--- EXTRAIT DU DOCUMENT ---
Les crèches, ou Balwadis, de Jeeva Jyothi

Nous sommes dans le quartier de Red Hills, une zone qui fut autrefois rurale mais sur laquelle la ville tentaculaire de Chennai gagne peu à peu du terrain. C'est ici que se trouvent les usines de riz qui emploient des milliers de travailleurs réduits à un quasi esclavage pour des générations entières. Presque tous sont illetrés et par conséquent totalement démunis face aux usuriers qui jouent des chiffres pour que jamais leur dette ne soit remboursée. Les enfants de ces hommes-esclaves travaillent eux-aussi, dès le plus jeune age, pour rembourser la dette parentale ou tout simplement pour permettre à la famille de survivre lorsque 60% de son maigre salaire est d'office prélevé au titre de remboursement de l'intéret de la dette.

C'est dans ce cadre que l'ONG indienne Jeeva Jyothi a choisi de créer quatre balwadis - crèches, reservées aux enfants de 3 à 5 ans. Ces crèches viennent supporter le réseau déjà en place des crèches gouvernementales ou fondées par les initiatives privées de certains propriètaires moins inhumains que d'autres.
---
Répondez à ces questions d'après le texte sur les crèches de Jeeva Jyothi :
1. Dans quel quartier se trouvent les usines de riz ?
2. Quelle part du salaire d'une famille est prélevée d'office pour rembourser l'intérêt de la dette ?
3. Combien de balwadis l'ONG a-t-elle créés, et pour quels âges ?
--- EXTRAITS DU MATÉRIEL ---
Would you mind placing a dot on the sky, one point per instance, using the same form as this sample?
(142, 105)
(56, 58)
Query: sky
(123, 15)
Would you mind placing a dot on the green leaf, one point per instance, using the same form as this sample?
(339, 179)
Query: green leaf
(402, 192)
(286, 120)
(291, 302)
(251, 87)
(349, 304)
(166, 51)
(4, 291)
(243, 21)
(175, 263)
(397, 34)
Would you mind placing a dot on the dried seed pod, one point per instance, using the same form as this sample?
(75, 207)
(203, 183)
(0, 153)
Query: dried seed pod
---
# RÉPONSE ATTENDUE
1. Dans le quartier de Red Hills.
2. 60 % du salaire.
3. Quatre balwadis, réservés aux enfants de 3 à 5 ans.